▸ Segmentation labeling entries
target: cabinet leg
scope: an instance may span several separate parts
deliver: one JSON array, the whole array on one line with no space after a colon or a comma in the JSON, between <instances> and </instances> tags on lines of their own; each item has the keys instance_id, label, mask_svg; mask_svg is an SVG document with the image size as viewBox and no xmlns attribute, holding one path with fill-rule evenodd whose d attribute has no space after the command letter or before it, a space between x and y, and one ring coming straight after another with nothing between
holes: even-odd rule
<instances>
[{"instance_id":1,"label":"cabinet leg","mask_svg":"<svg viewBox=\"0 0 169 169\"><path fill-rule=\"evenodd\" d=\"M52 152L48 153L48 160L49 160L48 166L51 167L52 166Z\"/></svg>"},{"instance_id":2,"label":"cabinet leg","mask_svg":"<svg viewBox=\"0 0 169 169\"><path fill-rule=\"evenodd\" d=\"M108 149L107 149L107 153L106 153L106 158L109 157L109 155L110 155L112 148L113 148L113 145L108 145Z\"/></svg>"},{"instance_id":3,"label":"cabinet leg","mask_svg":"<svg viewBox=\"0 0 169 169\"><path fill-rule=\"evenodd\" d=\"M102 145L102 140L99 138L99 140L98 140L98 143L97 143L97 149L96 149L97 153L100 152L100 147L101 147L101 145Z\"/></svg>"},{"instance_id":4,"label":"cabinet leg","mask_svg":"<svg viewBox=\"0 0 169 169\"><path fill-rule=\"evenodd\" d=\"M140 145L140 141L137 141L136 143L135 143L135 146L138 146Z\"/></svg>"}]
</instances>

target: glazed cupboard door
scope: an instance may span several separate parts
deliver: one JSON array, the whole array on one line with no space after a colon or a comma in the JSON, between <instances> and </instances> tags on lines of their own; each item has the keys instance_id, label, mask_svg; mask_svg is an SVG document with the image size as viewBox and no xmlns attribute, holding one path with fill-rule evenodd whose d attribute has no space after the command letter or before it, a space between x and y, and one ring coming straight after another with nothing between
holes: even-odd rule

▸ TASK OBJECTIVE
Reproduce every line of these records without any change.

▸ TASK OUTPUT
target: cabinet leg
scope: an instance may span several separate parts
deliver: one JSON array, the whole array on one line with no space after a colon or a comma in the JSON, between <instances> and </instances> tags on lines of their own; each item has the keys instance_id, label, mask_svg; mask_svg is an SVG document with the image size as viewBox and no xmlns attribute, holding one path with fill-rule evenodd whose d attribute has no space after the command letter or before it, a space between x and y, and one ring coming straight after another with nothing between
holes: even-odd rule
<instances>
[{"instance_id":1,"label":"cabinet leg","mask_svg":"<svg viewBox=\"0 0 169 169\"><path fill-rule=\"evenodd\" d=\"M52 152L48 153L48 160L49 160L48 166L51 167L52 166Z\"/></svg>"},{"instance_id":2,"label":"cabinet leg","mask_svg":"<svg viewBox=\"0 0 169 169\"><path fill-rule=\"evenodd\" d=\"M108 149L107 149L107 153L106 153L106 158L109 157L109 155L110 155L112 148L113 148L113 145L108 145Z\"/></svg>"},{"instance_id":3,"label":"cabinet leg","mask_svg":"<svg viewBox=\"0 0 169 169\"><path fill-rule=\"evenodd\" d=\"M102 145L102 140L99 138L99 140L98 140L98 143L97 143L97 149L96 149L97 153L100 152L100 147L101 147L101 145Z\"/></svg>"},{"instance_id":4,"label":"cabinet leg","mask_svg":"<svg viewBox=\"0 0 169 169\"><path fill-rule=\"evenodd\" d=\"M140 145L140 141L137 141L136 143L135 143L135 146L138 146Z\"/></svg>"}]
</instances>

target: glazed cupboard door
scope: an instance may span several separate parts
deliver: one JSON array, the whole array on one line with no space after a colon or a comma in the JSON, between <instances> and </instances> tags on lines of their own; each item has the keys instance_id, label, mask_svg; mask_svg is an SVG document with the image size as viewBox and no xmlns attribute, holding one path with fill-rule evenodd whose d attribute has no space after the command letter or before it, a space between x and y, and one ring coming straight after another with nothing between
holes: even-odd rule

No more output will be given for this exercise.